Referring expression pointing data
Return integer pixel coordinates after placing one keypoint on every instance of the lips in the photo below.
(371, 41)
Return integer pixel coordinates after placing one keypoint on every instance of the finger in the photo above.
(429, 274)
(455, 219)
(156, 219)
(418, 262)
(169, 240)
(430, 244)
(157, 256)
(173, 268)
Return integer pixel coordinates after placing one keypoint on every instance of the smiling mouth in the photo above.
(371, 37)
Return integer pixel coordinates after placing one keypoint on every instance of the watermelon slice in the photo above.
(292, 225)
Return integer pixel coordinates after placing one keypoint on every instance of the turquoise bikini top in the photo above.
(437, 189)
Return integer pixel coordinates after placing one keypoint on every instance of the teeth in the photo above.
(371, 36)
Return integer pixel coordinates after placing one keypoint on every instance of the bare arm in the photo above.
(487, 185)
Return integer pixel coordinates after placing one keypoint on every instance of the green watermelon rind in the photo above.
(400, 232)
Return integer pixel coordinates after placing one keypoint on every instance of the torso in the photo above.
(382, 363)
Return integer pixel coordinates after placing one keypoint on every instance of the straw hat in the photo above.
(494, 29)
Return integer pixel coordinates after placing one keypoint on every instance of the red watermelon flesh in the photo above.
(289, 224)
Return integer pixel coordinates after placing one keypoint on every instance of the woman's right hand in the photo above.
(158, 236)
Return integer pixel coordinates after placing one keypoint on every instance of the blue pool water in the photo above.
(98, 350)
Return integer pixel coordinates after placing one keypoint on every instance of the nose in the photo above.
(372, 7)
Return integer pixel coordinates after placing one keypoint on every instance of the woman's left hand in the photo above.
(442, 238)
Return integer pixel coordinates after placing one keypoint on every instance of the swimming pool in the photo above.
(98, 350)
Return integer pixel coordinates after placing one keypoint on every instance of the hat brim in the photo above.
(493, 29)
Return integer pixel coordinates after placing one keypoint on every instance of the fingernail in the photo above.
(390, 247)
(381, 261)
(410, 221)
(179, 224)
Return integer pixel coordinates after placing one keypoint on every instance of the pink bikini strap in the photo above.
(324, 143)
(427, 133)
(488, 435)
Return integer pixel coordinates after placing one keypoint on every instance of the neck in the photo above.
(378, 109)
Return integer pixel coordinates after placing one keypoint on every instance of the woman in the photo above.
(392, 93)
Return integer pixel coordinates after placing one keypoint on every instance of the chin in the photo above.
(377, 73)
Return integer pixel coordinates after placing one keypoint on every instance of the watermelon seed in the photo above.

WHAT TO WORK ON: The requested lines run from the one with "fingernail in the photo above." through the last line of the records. Return them exactly.

RESPONSE TO THIS TASK:
Return integer pixel coordinates after placing one keypoint on every instance of the fingernail in the photo above.
(390, 247)
(381, 261)
(410, 221)
(179, 224)
Return integer pixel coordinates after placing one keypoint on every instance of the pink bikini strap in the photo above.
(324, 143)
(427, 133)
(488, 435)
Return integer pixel coordinates after placing one keypoint on every instance of the neck in the photo above.
(378, 109)
Return integer pixel coordinates after placing one keypoint on every instance of the woman in the photo above.
(392, 93)
Return integer pixel coordinates after placing one keypoint on every instance of the chin in the photo above.
(377, 73)
Return integer pixel coordinates after placing one keypoint on every instance of the watermelon seed in the photo above.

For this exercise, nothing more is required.